**Ausgewählter Auszug**
------------------------------------------------------------------------

Das sind die anatomischen Defekte. Mindestens so gravierend sind die seelischen. In einer Welt, in der Kino, Fernsehen, Werbung, Internet und Zeitschriften Virilität und Männlichkeit als Ideal darstellen, fühlen sich viele der Jungen nicht wie vollwertige Menschen, sie igeln sich ein, haben keine Freundin, ihre Eltern bekommen sie nie mit freiem Oberkörper zu sehen, auch Selbstmordversuche kommen vor. Klaus Schaarschmidt zeigt, was ein amerikanischer Patient aufgeschrieben hat, der sich erst mit 42 Jahren hat operieren lassen. „Trichterbrust ist ein Dieb“, schreibt er. „Sie raubt Freude, Selbstvertrauen und Spontanität. Sie saugt den Spaß aus vielen Erlebnissen, die eigentlich schön sein sollten: Schwimmen gehen, Strandurlaub, Liebe machen.“

Ganz so schlimm war es bei Jonas B. nicht. Trotzdem wollte er die Verformung beheben lassen, auch wenn sich seine Mutter Sorgen wegen der OP machte. „Es sind häufig die Jugendlichen selbst, die den Wunsch äußern“, sagt Schaarschmidt. Jonas erzählt: „Meine Kinderärztin wusste, dass es in Berlin einen Spezialisten gibt, und hat mich nach Buch überwiesen. Das war ja praktischerweise gleich bei uns um die Ecke.“ Die OP selbst kann heute vergleichsweise unaufwendig durchgeführt werden.

------------------------------------------------------------------------

**Arbeitsauftrag 1**
Mit welchem Alter ließ sich der amerikanische Patient im Auszug über die Trichterbrust operieren?
**Arbeitsauftrag 2**
Schreiben Sie aus dem Auszug über die Trichterbrust den Abschnitt von „Ganz so schlimm“ bis „unaufwendig durchgeführt werden.“ wortgetreu ab.
Die Einträge stammen aus einer anderen Quelle als der Auszug.

**Gesammelte Dateneinträge**

------------------------------------------------------------------------

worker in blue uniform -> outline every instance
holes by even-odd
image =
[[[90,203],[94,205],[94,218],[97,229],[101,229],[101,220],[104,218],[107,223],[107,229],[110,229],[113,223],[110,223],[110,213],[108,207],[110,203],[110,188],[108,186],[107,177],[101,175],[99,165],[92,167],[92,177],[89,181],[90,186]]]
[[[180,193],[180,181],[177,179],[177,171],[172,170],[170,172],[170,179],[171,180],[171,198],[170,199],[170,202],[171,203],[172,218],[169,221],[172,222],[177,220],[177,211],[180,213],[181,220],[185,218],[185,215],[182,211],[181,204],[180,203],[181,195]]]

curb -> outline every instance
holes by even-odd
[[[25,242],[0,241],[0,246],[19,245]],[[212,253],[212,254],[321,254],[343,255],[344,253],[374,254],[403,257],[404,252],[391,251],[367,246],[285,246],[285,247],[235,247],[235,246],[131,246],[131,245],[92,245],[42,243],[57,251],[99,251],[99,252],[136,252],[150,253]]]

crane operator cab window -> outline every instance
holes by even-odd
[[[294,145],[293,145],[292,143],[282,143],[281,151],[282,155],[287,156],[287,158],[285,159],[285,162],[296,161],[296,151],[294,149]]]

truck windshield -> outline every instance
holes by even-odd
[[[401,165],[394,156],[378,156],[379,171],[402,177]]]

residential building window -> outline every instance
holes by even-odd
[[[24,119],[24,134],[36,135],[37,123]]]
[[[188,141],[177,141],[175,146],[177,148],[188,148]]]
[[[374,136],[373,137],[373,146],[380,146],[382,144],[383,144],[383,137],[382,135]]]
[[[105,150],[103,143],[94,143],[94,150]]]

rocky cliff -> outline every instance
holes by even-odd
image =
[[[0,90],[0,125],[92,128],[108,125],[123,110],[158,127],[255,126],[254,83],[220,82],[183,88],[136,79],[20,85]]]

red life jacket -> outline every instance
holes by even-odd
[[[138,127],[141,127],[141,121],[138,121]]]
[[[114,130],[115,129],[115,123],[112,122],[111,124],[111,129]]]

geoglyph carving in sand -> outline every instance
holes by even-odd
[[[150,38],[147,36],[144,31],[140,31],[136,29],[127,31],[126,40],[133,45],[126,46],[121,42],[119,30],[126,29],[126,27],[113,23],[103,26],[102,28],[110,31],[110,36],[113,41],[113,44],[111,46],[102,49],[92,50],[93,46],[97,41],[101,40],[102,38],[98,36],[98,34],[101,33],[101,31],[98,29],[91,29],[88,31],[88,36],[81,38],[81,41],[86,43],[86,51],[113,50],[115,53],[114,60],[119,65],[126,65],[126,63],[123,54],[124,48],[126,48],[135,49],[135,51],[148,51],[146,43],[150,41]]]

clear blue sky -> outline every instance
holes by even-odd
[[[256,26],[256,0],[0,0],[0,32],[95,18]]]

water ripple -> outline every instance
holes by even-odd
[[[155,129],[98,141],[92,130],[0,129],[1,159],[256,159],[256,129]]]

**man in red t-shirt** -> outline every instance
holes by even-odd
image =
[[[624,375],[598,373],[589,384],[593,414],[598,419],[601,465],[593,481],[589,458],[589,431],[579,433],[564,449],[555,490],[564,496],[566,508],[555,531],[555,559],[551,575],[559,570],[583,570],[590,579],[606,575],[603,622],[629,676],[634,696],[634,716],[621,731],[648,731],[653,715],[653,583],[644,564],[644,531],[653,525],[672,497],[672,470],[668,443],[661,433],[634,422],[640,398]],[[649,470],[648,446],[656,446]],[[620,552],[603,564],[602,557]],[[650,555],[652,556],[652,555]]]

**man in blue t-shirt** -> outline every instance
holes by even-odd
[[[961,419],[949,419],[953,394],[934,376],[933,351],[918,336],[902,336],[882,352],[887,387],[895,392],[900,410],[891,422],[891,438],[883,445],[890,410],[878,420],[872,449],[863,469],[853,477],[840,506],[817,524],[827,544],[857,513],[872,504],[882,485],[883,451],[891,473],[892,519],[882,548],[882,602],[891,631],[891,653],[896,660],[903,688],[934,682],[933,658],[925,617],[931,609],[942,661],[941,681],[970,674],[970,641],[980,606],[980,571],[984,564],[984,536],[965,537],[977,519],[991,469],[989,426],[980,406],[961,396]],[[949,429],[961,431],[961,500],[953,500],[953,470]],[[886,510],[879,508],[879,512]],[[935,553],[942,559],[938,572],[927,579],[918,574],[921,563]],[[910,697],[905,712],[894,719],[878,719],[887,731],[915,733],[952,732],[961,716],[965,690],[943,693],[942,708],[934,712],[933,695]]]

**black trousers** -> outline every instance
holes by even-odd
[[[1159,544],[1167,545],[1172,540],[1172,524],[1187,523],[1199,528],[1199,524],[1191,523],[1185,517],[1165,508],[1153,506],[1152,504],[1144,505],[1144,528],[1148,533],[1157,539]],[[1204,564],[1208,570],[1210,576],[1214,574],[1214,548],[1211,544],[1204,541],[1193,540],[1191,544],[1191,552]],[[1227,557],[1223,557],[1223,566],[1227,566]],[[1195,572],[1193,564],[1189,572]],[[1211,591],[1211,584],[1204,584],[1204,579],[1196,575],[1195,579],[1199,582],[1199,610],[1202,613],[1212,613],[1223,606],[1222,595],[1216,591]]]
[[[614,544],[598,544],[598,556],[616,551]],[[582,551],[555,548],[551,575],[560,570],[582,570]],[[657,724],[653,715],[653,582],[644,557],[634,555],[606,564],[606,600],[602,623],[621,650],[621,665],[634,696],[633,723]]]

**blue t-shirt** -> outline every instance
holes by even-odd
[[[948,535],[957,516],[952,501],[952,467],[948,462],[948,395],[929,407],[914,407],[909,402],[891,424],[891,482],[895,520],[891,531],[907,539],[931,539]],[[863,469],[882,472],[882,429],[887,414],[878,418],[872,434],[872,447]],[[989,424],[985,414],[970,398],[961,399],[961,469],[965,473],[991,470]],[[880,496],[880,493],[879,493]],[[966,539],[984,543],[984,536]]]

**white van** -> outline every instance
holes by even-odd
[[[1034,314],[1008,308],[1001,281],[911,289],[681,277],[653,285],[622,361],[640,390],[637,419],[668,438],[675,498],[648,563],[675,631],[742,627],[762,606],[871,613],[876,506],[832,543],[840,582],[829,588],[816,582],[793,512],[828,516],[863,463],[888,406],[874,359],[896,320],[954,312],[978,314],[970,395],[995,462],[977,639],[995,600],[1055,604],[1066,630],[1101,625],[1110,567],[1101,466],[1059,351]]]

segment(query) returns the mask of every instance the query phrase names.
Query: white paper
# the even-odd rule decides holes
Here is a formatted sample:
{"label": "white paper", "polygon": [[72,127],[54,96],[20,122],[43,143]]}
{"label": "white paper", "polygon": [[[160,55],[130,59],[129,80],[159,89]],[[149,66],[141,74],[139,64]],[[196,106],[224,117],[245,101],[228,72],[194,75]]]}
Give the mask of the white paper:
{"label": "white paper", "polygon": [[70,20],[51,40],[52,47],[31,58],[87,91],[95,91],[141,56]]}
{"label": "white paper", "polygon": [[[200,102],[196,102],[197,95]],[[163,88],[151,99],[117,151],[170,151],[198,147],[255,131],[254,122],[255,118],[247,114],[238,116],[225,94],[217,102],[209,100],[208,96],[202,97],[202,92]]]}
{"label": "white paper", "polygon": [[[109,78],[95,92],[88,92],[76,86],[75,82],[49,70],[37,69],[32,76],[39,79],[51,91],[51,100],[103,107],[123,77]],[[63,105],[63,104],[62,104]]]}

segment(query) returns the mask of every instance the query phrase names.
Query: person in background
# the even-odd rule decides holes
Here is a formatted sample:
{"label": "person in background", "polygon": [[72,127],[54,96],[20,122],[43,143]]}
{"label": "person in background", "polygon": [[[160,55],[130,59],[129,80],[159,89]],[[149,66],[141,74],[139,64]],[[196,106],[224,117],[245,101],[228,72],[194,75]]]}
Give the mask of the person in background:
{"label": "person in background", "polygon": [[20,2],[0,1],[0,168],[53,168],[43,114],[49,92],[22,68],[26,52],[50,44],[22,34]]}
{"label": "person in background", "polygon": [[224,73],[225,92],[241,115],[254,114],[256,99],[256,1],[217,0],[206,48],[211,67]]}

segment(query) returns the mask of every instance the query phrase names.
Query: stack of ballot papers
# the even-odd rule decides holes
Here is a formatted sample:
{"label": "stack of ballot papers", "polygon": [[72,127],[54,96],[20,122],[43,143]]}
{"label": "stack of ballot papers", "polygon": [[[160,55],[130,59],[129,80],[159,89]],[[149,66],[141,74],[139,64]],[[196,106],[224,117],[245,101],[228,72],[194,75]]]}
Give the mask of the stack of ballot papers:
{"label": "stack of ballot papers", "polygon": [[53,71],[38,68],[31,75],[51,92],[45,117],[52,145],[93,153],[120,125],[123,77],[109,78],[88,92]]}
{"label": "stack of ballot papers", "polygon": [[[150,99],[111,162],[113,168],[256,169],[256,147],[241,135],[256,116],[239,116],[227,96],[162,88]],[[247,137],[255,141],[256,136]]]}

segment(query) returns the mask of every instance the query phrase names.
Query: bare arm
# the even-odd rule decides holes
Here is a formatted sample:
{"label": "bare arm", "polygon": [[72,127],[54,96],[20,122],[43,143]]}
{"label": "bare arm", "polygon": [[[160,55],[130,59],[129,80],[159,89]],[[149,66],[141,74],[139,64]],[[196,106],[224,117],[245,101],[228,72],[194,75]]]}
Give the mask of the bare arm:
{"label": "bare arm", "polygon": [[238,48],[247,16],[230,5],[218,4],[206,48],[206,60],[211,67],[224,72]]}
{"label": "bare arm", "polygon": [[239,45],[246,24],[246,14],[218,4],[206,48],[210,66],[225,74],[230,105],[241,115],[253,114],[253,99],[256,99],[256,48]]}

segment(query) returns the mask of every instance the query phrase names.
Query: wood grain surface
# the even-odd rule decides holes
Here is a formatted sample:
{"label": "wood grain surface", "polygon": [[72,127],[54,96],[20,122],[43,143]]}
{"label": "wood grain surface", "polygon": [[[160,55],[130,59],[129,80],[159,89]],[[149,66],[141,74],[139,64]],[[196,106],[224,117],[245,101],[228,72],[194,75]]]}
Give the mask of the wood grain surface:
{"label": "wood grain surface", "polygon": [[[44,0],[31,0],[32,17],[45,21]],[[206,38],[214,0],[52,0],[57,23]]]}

------------------------------------------------------------------------

**Erwartete Antwort 1**
Mit 42 Jahren.

**Erwartete Antwort 2**
Ganz so schlimm war es bei Jonas B. nicht. Trotzdem wollte er die Verformung beheben lassen, auch wenn sich seine Mutter Sorgen wegen der OP machte. „Es sind häufig die Jugendlichen selbst, die den Wunsch äußern“, sagt Schaarschmidt. Jonas erzählt: „Meine Kinderärztin wusste, dass es in Berlin einen Spezialisten gibt, und hat mich nach Buch überwiesen. Das war ja praktischerweise gleich bei uns um die Ecke.“ Die OP selbst kann heute vergleichsweise unaufwendig durchgeführt werden.